╭─ Teks Bacaan

JAKARTA – Ada banyak hikmah yang dapat diraih dari perjalanan hidup Syaikh Hasyim Asy’ari, terutama terkait sikap keIslaman dan kebangsaannya. Di satu sisi beliau dapat bersikap kooperatif, namun dalam hal-hal yang prinsipil beliau tetap tegas.
“Beliau bersedia menjadi sumbu pada zaman pemerintahan Jepang, tetapi dalam waktu yang sama beliau juga menolak senam ritual yang berbasis dari keyakinan jepang mempercayai dewa matahari, dan selanjutnya beliau juga mengobarkan semangat jihad menentang invasi tentara NICA”, kata Mukhlas Syarkun, sesepuh GP Ansor dalam Seminar Pemikiran Hadratusy Syaikh Hasyim Asyari di Gedung DPR-MPR (Sabtu, 6/5/2017).

╰─
╭─ Data Tersimpan

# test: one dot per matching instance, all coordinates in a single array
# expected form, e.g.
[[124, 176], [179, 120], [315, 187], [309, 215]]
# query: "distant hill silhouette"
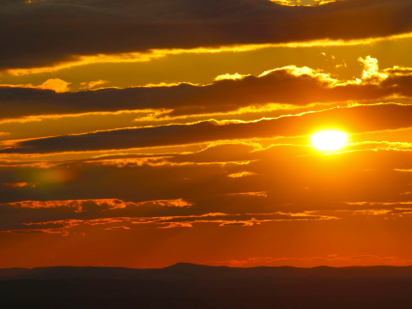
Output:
[[198, 286]]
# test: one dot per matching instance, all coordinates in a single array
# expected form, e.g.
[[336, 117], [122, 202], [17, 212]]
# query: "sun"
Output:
[[329, 140]]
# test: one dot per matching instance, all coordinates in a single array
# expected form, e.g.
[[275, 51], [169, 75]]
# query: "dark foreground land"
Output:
[[196, 286]]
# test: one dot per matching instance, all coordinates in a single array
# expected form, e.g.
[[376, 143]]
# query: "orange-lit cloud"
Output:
[[19, 185], [55, 84]]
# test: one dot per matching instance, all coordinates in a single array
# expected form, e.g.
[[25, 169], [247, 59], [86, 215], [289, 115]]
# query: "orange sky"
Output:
[[146, 134]]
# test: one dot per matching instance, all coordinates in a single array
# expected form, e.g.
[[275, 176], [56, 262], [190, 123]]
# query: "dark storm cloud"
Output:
[[47, 32], [278, 86], [353, 119]]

╰─

Tujuan 1:
Mohon tuliskan ulang persis sebagian teks tentang Syaikh Hasyim Asy'ari, dimulai pada kata-kata yang memuat "JAKARTA – Ada" dan berhenti setelah "DPR-MPR (Sabtu, 6/5/2017).".
Tujuan 2:
Teruskan teks tentang Syaikh Hasyim Asy'ari mulai setelah kalimat terakhirnya.
Catatan ini tidak berkaitan dengan teks tentang Syaikh Hasyim Asy'ari.

Hasil Tugas 1:
JAKARTA – Ada banyak hikmah yang dapat diraih dari perjalanan hidup Syaikh Hasyim Asy’ari, terutama terkait sikap keIslaman dan kebangsaannya. Di satu sisi beliau dapat bersikap kooperatif, namun dalam hal-hal yang prinsipil beliau tetap tegas.
“Beliau bersedia menjadi sumbu pada zaman pemerintahan Jepang, tetapi dalam waktu yang sama beliau juga menolak senam ritual yang berbasis dari keyakinan jepang mempercayai dewa matahari, dan selanjutnya beliau juga mengobarkan semangat jihad menentang invasi tentara NICA”, kata Mukhlas Syarkun, sesepuh GP Ansor dalam Seminar Pemikiran Hadratusy Syaikh Hasyim Asyari di Gedung DPR-MPR (Sabtu, 6/5/2017).

Hasil Tugas 2:
Mukhlas Syarkun menerangkan, bahwa sikap beliau menerima menjadi sumubu adalah mengajarkan bahwa dalam domain mua’amalah termasuk di dalamnya politik, kita harus dapat bekerjasama dengan siapa saja, dan memang demikian yang dicontohkan oleh nabi dengan membuat Piagam Madina sebagai konsep Negara bangsa.
“Menurut para ilmuan Barat dan khususnya kaum orientalis mengakuai bahwa konsep piagam Madinah yang dibuat oleh Nabi Muhammad SAW ini dinilai sebagai fondasi lahirnya negara-negara modern yang beradab”, ujarnya.
Meski begitu, kata Mukhlas, Mbah Hasyim juga pernah dengan tegas menolak senam berbau ritual, yang menunjukkan kuatnya beliau memegang prinsip, sebagai bentuk sikap seorang ulama’ panutan yang oleh al-Qur’an digambarkan “Yakhsyallah” (yaitu takut kepada Allah).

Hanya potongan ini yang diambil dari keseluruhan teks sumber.